**Brano del documento**

Portogallo. La geringonça si è fermata

21 Gennaio 2022

[Maurizio Matteuzzi]

Geringonça è una parola vagamente onomatopeica della lingua portoghese che sta a indicare qualcosa – un aggeggio o “un coso” – che a rigor di logica non dovrebbe funzionare e che invece per qualche misteriosa ragione funziona ma rischia di rompersi, fermarsi o andare in pezzi da un momento all’altro.

Nel gergo politico lusitano la geringonça è entrata con prepotenza sul finire del 2015, dopo le elezioni di ottobre, per designare la improbabile e per certi versi improvvisa alleanza di governo fra i tre partiti di sinistra presenti in parlamento: il Partito Socialista e il Partito Comunista, la sinistra storica, e il Bloco de Esquerda, la nuova sinistra. Un’alleanza improbabile e per certi versi improvvisa (basti pensare a quanto si detestassero il socialista Mário Soares e il comunista Álvaro Cunhal dopo la Rivoluzione dei garofani o quanto l’iper-ortodosso PCP detestasse i giovani gauchisti del Blocco di Sinistra) che servì a mettere fuorigioco il Partito Social Democratico (la destra moderata) di Pedro Passos Coelho che aveva vinto le elezioni ma gli mancavano gli 8 voti necessari per la maggioranza assoluta.

Record di dati
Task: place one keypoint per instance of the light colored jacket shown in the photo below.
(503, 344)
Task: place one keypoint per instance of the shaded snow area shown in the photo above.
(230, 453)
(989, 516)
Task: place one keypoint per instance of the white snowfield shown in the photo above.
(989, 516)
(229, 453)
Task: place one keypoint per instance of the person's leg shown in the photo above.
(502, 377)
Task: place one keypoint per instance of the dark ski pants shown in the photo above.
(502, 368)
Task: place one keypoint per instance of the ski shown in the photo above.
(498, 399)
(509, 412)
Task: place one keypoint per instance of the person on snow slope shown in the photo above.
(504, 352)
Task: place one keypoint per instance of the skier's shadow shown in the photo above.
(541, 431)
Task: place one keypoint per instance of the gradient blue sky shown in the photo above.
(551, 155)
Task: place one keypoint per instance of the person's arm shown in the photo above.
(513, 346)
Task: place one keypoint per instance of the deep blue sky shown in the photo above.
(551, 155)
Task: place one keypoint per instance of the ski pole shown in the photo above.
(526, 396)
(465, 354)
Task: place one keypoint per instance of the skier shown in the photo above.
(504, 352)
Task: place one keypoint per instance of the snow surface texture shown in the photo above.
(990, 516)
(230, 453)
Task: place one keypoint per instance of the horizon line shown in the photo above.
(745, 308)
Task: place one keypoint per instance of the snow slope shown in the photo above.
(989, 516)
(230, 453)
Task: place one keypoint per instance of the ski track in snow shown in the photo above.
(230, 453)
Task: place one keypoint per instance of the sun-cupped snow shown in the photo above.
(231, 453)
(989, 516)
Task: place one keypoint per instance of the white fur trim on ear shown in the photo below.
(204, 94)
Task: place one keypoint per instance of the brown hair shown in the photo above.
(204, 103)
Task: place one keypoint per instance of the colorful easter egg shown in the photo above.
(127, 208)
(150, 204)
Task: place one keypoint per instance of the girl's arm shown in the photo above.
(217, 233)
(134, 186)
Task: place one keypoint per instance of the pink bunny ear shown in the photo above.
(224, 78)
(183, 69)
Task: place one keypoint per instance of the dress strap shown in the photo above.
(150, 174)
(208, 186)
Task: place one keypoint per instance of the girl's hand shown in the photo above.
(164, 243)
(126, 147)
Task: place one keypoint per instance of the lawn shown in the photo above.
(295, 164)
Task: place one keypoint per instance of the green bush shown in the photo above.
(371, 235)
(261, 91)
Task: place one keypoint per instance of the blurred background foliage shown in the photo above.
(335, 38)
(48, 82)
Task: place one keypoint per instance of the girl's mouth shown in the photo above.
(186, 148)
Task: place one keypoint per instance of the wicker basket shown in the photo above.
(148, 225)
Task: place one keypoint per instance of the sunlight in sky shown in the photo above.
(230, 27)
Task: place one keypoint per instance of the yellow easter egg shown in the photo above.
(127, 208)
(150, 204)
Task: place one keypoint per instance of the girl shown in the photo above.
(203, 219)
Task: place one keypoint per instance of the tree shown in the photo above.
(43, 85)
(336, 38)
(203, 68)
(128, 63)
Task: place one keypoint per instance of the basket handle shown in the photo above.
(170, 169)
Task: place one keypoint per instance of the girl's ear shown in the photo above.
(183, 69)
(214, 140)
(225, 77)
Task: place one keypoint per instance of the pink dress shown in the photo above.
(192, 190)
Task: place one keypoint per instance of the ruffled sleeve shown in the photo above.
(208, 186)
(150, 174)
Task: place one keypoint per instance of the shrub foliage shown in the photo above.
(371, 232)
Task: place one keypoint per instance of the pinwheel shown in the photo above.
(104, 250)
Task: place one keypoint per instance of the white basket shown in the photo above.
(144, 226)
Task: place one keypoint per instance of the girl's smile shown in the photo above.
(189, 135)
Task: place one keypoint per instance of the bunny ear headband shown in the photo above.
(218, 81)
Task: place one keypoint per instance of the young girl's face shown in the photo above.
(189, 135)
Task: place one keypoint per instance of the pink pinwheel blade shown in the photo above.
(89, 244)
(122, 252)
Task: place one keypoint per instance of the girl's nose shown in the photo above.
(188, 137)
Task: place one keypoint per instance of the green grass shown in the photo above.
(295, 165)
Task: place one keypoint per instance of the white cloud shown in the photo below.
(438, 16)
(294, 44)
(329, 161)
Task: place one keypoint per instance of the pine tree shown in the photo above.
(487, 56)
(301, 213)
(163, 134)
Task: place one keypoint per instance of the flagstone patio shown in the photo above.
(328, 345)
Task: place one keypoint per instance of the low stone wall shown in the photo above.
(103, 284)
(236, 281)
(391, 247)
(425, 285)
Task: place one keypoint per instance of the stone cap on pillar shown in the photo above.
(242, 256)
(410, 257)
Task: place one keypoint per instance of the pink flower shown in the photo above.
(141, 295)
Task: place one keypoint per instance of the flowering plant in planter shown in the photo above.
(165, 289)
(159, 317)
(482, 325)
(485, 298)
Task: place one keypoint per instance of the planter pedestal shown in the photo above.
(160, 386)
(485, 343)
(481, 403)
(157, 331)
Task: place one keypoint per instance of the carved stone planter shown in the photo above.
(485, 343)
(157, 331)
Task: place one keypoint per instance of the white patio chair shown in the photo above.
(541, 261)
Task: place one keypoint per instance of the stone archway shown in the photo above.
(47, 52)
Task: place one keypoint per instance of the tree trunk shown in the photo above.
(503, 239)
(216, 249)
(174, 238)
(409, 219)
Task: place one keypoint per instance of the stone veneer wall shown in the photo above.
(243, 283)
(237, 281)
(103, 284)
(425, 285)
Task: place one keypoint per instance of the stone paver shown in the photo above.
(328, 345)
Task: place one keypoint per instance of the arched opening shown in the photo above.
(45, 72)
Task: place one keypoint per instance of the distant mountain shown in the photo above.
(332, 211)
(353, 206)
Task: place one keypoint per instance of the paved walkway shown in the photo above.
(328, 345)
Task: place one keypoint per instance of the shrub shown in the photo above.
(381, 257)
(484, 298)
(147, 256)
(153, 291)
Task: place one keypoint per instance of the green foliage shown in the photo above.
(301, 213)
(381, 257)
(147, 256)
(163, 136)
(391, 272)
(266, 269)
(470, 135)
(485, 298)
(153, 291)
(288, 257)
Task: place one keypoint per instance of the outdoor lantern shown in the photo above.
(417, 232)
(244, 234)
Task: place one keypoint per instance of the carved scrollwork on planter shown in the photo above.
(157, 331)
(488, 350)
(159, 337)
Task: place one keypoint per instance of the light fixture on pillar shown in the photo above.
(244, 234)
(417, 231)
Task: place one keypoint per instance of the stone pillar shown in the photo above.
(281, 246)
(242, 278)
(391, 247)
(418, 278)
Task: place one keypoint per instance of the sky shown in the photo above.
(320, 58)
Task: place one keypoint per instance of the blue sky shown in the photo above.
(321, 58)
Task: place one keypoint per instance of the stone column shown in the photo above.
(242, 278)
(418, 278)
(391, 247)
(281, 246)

**Compiti da svolgere**
[a] Trascrivi il brano sulla geringonça da "21 Gennaio 2022" a "un momento all’altro.", sostituendo "aggeggio" con "congegno".
[b] Elenca i partiti che, secondo il brano sulla geringonça, formarono l'alleanza di governo alla fine del 2015.
Le righe di dati non servono per questo lavoro.

**Soluzioni per compito**
[a]
21 Gennaio 2022

[Maurizio Matteuzzi]

Geringonça è una parola vagamente onomatopeica della lingua portoghese che sta a indicare qualcosa – un congegno o “un coso” – che a rigor di logica non dovrebbe funzionare e che invece per qualche misteriosa ragione funziona ma rischia di rompersi, fermarsi o andare in pezzi da un momento all’altro.

[b] Partito Socialista, Partito Comunista, Bloco de Esquerda